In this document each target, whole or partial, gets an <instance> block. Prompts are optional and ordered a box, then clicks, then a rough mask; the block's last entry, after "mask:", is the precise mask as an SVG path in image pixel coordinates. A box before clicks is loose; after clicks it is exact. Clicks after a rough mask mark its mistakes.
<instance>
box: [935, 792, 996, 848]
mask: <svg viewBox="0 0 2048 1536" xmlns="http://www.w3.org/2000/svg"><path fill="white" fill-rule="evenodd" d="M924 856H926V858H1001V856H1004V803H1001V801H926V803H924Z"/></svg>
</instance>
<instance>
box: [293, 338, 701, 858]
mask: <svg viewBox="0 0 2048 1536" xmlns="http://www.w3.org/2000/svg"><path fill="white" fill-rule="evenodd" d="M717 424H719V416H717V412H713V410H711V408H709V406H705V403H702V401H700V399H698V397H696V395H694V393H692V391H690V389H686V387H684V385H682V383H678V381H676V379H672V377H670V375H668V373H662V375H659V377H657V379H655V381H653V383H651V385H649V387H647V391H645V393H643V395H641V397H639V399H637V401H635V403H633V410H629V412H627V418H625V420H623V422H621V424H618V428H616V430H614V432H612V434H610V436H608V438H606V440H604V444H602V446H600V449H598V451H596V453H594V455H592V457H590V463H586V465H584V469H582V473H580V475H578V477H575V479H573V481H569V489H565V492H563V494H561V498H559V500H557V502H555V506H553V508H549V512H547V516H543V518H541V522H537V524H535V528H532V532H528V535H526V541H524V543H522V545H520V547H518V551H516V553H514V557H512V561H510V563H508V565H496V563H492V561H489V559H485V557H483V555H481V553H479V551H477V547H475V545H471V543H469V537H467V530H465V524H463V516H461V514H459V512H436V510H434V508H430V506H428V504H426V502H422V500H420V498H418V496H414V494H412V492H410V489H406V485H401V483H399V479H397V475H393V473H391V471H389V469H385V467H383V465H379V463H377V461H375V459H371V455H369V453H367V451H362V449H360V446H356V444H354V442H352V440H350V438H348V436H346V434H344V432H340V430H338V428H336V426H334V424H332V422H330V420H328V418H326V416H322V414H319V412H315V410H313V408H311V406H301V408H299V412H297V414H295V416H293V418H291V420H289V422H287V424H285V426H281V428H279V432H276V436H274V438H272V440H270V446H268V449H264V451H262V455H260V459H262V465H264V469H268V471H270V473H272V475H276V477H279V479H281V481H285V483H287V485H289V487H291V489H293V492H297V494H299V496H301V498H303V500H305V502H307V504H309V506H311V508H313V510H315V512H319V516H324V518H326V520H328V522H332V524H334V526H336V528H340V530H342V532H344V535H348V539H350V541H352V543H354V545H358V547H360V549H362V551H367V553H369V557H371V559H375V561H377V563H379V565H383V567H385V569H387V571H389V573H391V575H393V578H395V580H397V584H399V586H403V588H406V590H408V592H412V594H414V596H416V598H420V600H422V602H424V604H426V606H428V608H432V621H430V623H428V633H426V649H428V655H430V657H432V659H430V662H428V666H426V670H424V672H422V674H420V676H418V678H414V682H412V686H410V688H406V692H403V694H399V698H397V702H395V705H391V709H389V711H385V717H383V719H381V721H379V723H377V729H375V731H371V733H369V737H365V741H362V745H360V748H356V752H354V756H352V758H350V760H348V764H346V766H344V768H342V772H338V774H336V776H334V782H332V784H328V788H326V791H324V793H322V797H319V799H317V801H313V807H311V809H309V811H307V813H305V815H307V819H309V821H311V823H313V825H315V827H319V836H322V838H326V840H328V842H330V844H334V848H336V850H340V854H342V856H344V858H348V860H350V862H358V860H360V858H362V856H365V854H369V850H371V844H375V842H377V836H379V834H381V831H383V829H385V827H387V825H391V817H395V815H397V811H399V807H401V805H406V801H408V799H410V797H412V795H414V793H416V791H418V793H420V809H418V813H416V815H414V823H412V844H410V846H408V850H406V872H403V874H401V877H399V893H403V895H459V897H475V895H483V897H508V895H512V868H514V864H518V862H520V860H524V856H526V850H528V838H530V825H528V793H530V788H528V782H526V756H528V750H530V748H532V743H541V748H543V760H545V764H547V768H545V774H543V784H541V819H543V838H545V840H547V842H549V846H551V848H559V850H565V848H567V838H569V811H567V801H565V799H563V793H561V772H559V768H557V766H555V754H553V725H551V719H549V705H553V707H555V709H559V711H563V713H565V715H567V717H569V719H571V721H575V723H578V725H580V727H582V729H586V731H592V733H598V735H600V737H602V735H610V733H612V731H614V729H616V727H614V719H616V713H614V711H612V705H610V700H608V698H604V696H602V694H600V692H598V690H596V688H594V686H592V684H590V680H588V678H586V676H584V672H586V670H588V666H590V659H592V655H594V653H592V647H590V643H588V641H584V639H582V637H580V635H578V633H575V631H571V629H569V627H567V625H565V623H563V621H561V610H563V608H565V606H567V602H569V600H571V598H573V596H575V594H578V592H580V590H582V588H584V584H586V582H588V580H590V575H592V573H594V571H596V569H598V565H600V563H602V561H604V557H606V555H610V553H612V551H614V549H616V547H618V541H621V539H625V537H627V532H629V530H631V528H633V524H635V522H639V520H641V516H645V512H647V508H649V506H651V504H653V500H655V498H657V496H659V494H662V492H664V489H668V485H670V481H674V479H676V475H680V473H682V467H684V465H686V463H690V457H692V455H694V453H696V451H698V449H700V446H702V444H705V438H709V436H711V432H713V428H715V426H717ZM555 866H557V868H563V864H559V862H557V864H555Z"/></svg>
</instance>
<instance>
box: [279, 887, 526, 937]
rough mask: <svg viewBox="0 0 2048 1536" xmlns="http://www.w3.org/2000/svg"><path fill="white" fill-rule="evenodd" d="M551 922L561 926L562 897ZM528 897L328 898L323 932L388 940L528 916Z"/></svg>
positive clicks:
————————
_Work request_: Reproduce the entries from the beginning down through the line containing "box: [935, 792, 996, 848]", substituting "not required" for "optional" and leaving everything else unchanged.

_Exercise answer_:
In this document each target, whole or partial, gets an <instance> block. Prompts are not required and ordered a box, then clicks, then a rough mask; the block's last entry, after "mask:", is the precise mask as an SVG path in image pixel coordinates. A box before clicks is loose; after clicks it is exact. Clicks after a rough mask mark its mistakes.
<instance>
box: [935, 792, 996, 848]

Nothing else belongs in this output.